[Excerpts from a point labeling dataset]
* START *
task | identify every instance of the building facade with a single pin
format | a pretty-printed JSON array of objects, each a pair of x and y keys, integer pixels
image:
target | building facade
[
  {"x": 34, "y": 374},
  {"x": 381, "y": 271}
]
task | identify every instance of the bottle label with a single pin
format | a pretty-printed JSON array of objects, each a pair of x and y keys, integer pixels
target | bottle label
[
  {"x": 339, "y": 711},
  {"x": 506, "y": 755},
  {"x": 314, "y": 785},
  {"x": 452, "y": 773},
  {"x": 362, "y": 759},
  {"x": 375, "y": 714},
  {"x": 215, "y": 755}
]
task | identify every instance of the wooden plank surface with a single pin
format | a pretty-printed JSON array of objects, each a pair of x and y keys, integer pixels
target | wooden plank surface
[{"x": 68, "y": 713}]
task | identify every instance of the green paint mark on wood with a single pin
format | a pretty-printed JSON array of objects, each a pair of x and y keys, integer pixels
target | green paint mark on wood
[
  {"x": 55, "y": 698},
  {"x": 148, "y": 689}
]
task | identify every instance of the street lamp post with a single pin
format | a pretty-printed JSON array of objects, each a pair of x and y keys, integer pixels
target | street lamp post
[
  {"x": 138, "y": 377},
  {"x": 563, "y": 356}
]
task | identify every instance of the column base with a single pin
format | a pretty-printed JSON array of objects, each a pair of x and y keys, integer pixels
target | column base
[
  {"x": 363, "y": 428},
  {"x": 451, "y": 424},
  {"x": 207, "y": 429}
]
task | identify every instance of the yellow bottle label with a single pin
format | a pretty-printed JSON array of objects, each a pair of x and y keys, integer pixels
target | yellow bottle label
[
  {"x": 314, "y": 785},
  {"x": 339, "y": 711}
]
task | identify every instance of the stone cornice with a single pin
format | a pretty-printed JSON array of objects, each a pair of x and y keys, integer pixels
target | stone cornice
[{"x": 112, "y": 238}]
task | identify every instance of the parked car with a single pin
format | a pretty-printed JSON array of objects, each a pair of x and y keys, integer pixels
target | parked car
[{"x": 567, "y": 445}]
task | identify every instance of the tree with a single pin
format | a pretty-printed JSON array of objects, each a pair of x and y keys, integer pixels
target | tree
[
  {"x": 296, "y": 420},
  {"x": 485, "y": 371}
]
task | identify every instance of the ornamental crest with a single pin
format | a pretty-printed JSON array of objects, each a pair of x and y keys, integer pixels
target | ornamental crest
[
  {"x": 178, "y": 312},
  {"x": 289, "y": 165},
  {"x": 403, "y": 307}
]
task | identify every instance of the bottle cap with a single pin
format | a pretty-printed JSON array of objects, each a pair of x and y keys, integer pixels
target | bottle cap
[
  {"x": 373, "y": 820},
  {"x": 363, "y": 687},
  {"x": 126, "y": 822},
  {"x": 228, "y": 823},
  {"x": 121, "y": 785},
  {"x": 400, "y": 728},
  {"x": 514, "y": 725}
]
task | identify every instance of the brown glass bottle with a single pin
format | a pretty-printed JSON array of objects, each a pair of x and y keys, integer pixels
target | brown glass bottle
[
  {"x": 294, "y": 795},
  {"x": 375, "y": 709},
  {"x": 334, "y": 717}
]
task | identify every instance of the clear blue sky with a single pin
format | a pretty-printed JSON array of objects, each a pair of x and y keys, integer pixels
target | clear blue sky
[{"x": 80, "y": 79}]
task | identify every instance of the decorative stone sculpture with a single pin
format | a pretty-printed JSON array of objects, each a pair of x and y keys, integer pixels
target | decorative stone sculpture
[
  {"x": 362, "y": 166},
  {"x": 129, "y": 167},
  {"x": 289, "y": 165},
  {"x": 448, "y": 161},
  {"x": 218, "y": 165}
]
* END *
## EXERCISE AIM:
Copy the lines above without any changes.

## FINAL RESULT:
task | identify every instance of the building facade with a single pin
format | a pretty-printed JSON array of objects, each a pair of x and y keys, integer pixels
image:
target | building facade
[
  {"x": 34, "y": 374},
  {"x": 381, "y": 271}
]
task | identify every instance of the bottle label with a single pin
format | a pretty-printed JSON array of objects, each a pair of x and y keys, integer pixels
target | bottle label
[
  {"x": 339, "y": 711},
  {"x": 506, "y": 755},
  {"x": 314, "y": 785},
  {"x": 452, "y": 773},
  {"x": 362, "y": 759},
  {"x": 375, "y": 714},
  {"x": 215, "y": 755}
]
task | identify every instance of the wooden plank surface with a single pin
format | a pretty-printed JSON array of objects, each a pair of x and y keys, integer pixels
target | wooden plank surface
[{"x": 68, "y": 713}]
task | identify every instance of the green paint mark on wood with a single pin
format | a pretty-printed JSON array of objects, each a pair of x and y keys, integer pixels
target | green paint mark on wood
[
  {"x": 55, "y": 698},
  {"x": 148, "y": 689}
]
task | identify every instance of the street lamp post with a single pin
format | a pretty-printed JSON array of objects, each a pair of x and y keys, integer pixels
target | street lamp post
[
  {"x": 138, "y": 377},
  {"x": 563, "y": 356}
]
task | identify every instance of the column base with a single pin
format | a pretty-printed JSON array of objects, each a pair of x and y keys, integer pixels
target | column base
[
  {"x": 363, "y": 428},
  {"x": 451, "y": 424},
  {"x": 207, "y": 429}
]
task | identify every instance of the yellow bottle label with a single pin
format | a pretty-printed JSON array of objects, each a pair of x and y keys, integer pixels
target | yellow bottle label
[
  {"x": 314, "y": 785},
  {"x": 339, "y": 711}
]
task | identify every instance of the stone cornice with a single pin
format | a pretty-printed JSON array of objects, each a pair of x and y keys, integer pixels
target | stone cornice
[{"x": 112, "y": 238}]
task | identify every instance of the parked car with a single pin
format | a pretty-printed JSON array of objects, each a pair of x and y keys, integer pixels
target | parked car
[{"x": 567, "y": 445}]
task | identify every instance of the tree with a single pin
format | a pretty-printed JSON array of objects, each a pair of x and y keys, integer pixels
target | tree
[
  {"x": 296, "y": 420},
  {"x": 485, "y": 371}
]
task | identify every instance of the ornamental crest with a single pin
format | a pretty-printed JSON array of objects, each a pair of x and y keys, integer pixels
target | ornamental crest
[
  {"x": 178, "y": 312},
  {"x": 289, "y": 165},
  {"x": 403, "y": 307}
]
task | identify every instance of the bottle cap with a single pin
format | a pretty-printed JSON array of objects, each a pair of x and y keys, integer pixels
target | bottle cap
[
  {"x": 373, "y": 820},
  {"x": 363, "y": 687},
  {"x": 126, "y": 822},
  {"x": 228, "y": 823},
  {"x": 121, "y": 785},
  {"x": 400, "y": 728},
  {"x": 514, "y": 725}
]
task | identify every instance of the brown glass bottle with a single pin
format | a pretty-printed JSON array of objects, each a pair of x and y keys, integer pixels
target | brown glass bottle
[
  {"x": 294, "y": 795},
  {"x": 375, "y": 709},
  {"x": 334, "y": 717}
]
task | identify every instance of the clear blue sky with a single pin
format | a pretty-printed JSON array of objects, each a pair of x and y keys, integer pixels
target | clear blue sky
[{"x": 80, "y": 79}]
task | identify every instance of the decorative stone sculpture with a single pin
format | a pretty-printed JSON array of objects, each a pair of x and y keys, integer pixels
target | decorative stone sculpture
[
  {"x": 362, "y": 166},
  {"x": 129, "y": 167},
  {"x": 289, "y": 165},
  {"x": 448, "y": 161},
  {"x": 218, "y": 165}
]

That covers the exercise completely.